**Document section**
##########

While Intel has tipped the Cascade Lake-AP series as having 12 DDR4 channels — which they claim is the most of any available CPU — information about maximum memory capacity, frequencies, and usable variants remains unknown. Likewise, data about TDP per processor and available PCI lanes also went undisclosed. Intel is planning to make these processors available in early 2019, though likewise did not disclose pricing. Intel did note in the press release that Cascade Lake-AP performed up to 3.4 times faster in Linpack and 1.3 times faster in Stream Triad than AMD Epyc 7601, though AMD had last month publicly called out Intel for "questionable" configurations used in published benchmarks for the enthusiast desktop grade Core i9-9900K.
The most important advancement Cascade Lake-AP brings to high performance computing is support for Optane DIMMs, as this is the first series of processors from Intel to support the technology. Optane — also known as 3D XPoint — is faster than NAND-based SSDs, though slower than traditional DRAM. It is, however, substantially more dense than DRAM, allowing Intel to cram 512GB in a single module. Database applications stand to benefit the most from Optane DIMMs, as in-memory computing, or simply storing larger working sets in memory, would allow for substantially faster transaction speeds, as writes do not need to be immediately pushed through PCIe-linked solid-state storage, eliminating a significant bottleneck.

##########

**Data listing**
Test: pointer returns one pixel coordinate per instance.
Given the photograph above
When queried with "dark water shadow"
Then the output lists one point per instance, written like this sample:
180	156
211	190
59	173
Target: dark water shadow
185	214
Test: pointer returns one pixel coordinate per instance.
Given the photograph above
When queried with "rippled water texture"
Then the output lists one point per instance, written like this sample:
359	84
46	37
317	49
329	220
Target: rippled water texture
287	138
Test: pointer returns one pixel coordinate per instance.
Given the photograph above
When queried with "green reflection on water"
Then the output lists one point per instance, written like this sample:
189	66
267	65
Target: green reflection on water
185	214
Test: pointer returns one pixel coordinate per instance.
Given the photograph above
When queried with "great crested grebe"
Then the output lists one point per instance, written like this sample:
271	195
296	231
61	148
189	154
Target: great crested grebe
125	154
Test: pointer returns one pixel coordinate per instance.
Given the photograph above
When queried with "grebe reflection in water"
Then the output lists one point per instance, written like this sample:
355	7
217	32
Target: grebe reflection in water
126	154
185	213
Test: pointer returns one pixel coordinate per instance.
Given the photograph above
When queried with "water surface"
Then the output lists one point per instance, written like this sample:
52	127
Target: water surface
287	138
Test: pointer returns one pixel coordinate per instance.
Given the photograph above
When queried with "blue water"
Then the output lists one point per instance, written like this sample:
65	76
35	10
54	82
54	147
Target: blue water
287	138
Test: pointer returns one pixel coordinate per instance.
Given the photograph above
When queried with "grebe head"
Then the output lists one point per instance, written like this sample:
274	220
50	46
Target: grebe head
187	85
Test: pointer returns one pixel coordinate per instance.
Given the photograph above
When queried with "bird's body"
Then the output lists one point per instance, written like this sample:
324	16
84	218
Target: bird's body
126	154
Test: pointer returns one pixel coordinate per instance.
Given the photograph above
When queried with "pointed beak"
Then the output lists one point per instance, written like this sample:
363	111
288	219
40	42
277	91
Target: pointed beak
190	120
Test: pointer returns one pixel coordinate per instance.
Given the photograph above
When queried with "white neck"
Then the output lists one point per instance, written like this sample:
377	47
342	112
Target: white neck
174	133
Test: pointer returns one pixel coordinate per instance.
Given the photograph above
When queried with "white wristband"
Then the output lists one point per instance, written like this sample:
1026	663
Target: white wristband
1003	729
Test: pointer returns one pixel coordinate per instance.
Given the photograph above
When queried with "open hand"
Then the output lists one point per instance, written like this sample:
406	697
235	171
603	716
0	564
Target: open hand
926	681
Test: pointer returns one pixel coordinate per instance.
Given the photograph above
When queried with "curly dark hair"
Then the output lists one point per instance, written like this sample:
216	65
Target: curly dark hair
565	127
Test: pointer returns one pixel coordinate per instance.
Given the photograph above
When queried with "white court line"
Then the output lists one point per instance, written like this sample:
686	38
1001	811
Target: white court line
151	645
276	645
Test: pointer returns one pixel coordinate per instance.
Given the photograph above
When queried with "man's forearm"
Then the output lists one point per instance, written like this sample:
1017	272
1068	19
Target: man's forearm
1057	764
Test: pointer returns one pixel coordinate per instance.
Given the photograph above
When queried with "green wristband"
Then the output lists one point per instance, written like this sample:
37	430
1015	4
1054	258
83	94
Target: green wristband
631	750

##########

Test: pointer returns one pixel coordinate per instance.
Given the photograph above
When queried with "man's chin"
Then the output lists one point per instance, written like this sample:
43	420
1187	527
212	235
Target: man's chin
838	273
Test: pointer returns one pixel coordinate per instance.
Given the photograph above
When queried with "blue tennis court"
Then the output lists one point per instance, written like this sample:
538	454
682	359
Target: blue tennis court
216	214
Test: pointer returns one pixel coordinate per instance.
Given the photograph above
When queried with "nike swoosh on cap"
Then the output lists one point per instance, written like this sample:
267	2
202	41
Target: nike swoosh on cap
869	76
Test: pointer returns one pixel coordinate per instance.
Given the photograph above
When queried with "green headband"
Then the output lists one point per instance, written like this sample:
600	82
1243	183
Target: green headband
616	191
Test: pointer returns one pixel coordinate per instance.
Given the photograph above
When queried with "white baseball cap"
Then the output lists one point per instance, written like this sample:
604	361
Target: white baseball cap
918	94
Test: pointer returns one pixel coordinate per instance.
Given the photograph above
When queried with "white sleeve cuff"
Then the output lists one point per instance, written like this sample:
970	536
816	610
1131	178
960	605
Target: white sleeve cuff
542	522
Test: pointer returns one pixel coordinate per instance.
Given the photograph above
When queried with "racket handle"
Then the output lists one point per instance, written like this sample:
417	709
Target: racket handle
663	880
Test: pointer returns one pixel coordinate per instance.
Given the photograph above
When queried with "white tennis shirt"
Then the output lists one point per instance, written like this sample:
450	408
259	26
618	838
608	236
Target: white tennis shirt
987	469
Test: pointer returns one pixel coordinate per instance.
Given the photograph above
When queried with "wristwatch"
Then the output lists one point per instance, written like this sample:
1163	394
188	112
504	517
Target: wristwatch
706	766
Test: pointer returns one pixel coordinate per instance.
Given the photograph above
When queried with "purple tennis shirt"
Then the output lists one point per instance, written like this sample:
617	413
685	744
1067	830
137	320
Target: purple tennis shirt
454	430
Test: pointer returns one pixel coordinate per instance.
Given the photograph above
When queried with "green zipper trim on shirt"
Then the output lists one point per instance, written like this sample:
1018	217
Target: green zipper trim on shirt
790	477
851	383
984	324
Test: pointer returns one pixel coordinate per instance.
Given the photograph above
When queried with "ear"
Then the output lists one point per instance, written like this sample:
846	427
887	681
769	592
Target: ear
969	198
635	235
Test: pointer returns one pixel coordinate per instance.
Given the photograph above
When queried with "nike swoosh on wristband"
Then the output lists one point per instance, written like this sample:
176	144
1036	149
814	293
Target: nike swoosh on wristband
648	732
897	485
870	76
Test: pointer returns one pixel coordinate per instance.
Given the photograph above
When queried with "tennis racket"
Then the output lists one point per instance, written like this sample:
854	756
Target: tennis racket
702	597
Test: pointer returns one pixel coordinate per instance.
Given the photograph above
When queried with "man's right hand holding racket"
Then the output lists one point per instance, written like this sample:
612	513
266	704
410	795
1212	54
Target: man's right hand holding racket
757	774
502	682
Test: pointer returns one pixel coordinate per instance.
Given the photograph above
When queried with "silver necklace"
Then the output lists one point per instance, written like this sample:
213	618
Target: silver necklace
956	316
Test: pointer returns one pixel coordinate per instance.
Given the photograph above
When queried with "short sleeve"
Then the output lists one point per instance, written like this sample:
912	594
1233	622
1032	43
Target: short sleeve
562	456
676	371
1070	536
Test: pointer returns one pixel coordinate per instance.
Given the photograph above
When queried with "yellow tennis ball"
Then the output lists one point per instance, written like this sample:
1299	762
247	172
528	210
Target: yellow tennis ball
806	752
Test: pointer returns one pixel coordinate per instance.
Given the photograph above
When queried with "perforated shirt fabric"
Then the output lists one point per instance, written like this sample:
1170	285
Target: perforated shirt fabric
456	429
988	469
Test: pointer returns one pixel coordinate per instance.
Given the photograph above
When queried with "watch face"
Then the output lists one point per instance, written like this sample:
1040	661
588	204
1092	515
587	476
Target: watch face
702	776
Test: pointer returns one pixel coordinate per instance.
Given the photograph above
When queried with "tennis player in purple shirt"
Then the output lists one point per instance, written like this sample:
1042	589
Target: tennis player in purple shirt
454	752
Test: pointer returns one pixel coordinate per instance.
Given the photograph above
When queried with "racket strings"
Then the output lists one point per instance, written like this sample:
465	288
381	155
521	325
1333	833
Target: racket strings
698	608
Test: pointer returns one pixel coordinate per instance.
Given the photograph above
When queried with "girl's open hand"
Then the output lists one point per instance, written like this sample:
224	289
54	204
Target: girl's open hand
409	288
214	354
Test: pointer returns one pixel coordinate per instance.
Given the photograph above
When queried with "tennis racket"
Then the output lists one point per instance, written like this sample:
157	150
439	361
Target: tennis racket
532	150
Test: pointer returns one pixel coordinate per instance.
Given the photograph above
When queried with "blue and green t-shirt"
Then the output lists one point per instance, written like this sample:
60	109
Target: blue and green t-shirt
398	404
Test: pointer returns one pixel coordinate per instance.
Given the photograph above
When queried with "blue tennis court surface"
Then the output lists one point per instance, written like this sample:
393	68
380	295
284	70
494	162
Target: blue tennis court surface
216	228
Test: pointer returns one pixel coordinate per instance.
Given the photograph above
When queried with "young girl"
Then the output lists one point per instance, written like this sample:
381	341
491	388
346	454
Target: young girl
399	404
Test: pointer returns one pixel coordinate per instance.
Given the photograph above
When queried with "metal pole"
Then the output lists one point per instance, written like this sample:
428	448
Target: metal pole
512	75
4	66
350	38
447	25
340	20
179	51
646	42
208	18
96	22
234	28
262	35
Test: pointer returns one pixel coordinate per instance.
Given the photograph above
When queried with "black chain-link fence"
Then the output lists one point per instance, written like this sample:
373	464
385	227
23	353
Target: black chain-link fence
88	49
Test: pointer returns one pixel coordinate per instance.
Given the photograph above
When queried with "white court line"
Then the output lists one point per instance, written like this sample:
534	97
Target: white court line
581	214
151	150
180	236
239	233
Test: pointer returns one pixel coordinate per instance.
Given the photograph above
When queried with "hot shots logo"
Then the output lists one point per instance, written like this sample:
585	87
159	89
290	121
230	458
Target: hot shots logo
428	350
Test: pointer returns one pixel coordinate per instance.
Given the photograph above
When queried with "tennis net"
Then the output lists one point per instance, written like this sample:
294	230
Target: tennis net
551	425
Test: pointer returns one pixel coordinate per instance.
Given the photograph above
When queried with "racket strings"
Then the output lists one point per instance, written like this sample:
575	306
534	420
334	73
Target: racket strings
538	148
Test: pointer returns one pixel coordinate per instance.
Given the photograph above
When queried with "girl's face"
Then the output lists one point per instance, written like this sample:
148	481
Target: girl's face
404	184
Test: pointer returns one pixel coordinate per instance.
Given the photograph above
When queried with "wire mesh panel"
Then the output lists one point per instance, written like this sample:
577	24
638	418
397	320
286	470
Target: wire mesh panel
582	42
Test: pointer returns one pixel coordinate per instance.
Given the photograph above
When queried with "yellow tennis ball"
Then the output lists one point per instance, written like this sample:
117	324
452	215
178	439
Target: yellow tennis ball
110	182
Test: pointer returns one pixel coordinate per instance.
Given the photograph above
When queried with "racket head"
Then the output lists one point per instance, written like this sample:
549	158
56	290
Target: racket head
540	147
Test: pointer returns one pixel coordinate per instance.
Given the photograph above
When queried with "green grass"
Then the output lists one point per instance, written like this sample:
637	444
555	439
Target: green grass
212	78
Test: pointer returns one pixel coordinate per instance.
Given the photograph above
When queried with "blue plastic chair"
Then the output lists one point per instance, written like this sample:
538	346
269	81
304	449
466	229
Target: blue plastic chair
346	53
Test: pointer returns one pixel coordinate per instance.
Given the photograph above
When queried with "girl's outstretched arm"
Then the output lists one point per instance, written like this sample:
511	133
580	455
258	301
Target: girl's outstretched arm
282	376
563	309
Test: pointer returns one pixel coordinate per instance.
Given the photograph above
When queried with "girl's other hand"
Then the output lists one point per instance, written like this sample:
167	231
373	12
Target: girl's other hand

##########

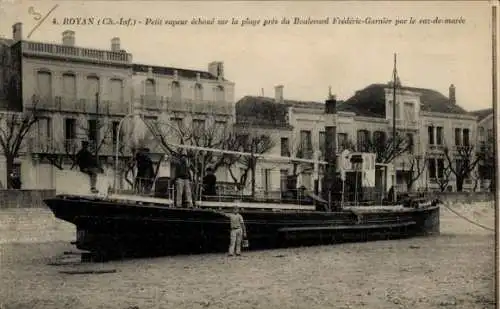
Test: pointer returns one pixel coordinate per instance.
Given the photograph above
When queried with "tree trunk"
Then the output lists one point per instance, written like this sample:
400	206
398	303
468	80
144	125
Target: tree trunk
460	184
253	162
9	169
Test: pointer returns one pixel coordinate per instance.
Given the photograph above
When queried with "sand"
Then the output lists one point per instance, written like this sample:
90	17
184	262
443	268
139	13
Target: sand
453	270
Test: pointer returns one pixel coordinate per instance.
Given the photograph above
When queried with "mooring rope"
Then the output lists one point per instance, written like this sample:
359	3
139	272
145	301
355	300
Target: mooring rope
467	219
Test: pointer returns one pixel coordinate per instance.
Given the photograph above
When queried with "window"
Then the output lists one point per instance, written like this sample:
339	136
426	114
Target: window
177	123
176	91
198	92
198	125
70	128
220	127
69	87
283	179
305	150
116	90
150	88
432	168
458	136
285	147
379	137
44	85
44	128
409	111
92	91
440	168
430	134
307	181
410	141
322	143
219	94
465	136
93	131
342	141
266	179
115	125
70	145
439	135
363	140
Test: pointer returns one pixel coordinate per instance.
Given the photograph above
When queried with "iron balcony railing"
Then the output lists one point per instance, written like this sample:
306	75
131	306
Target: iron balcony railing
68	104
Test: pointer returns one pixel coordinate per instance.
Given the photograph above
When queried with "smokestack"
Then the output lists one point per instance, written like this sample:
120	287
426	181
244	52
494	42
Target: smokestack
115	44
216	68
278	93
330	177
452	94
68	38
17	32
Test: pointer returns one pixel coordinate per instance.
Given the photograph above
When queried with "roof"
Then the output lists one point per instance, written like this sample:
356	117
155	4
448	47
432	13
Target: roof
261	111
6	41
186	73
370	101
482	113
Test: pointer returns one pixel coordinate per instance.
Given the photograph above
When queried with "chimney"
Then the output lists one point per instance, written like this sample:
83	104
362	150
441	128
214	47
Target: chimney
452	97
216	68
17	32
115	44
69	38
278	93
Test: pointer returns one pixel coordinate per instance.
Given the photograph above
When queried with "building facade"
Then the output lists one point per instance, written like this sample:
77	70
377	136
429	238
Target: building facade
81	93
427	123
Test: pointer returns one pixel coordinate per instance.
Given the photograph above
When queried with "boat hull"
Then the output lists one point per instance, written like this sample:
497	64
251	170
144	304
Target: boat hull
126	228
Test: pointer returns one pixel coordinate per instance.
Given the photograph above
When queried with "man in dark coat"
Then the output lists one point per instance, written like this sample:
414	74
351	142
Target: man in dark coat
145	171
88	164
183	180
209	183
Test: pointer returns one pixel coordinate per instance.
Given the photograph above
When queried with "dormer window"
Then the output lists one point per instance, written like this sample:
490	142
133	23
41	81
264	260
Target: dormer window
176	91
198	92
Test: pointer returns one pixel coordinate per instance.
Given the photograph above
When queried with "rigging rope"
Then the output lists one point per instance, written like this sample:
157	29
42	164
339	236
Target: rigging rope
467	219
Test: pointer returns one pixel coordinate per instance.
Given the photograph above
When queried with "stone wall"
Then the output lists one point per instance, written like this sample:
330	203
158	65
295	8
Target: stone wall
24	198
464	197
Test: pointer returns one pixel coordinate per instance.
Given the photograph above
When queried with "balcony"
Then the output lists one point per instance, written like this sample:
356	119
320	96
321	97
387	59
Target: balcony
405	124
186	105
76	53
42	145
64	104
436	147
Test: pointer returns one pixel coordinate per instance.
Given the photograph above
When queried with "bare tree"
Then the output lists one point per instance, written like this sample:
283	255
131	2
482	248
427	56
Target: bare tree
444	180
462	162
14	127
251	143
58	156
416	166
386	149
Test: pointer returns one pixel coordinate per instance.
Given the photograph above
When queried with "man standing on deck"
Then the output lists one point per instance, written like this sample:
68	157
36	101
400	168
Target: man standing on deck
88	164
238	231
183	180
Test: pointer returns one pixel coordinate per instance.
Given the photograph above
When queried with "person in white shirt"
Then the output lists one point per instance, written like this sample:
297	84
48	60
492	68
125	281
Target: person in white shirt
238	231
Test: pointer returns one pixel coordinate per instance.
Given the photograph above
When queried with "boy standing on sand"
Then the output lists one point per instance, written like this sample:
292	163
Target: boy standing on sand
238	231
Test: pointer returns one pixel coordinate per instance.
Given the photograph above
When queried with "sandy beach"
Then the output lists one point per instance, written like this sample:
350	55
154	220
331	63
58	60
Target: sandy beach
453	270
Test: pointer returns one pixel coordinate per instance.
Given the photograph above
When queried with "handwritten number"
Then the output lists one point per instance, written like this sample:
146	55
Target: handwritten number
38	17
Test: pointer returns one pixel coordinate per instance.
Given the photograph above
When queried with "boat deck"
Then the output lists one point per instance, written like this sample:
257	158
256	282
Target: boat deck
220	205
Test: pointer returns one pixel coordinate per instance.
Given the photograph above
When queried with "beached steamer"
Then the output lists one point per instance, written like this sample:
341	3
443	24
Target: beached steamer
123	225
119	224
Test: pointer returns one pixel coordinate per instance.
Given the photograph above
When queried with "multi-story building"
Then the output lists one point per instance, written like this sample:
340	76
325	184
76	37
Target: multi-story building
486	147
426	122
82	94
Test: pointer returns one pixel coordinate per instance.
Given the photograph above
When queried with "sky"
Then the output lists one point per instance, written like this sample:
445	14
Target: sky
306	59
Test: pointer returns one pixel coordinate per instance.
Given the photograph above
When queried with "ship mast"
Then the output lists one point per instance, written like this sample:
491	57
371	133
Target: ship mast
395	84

##########

Continue the article on Intel's Cascade Lake-AP processors, starting after its last sentence.

**The response**
As Optane DIMMs retain the nonvolatile properties inherent to solid state drives, it also increases performance on reboots. Intel noted in May, in an announcement about availability of Optane DIMMs, that "for planned restarts of a NoSQL in-memory database using Aerospike Hybrid Memory Architecture, Intel Optane DC persistent memory provides a minutes-to-seconds restart speedup compared to DRAM-only cold restart."
The big takeaways for tech leaders:
- Intel's Cascade Lake-AP series of server CPUs are designed to fit the performance of a 4P server in a 2P configuration.
- This is the first CPU which supports Intel's Optane DIMMs, which are high-density NVRAM sticks beneficial for in-memory computing tasks, particularly databases.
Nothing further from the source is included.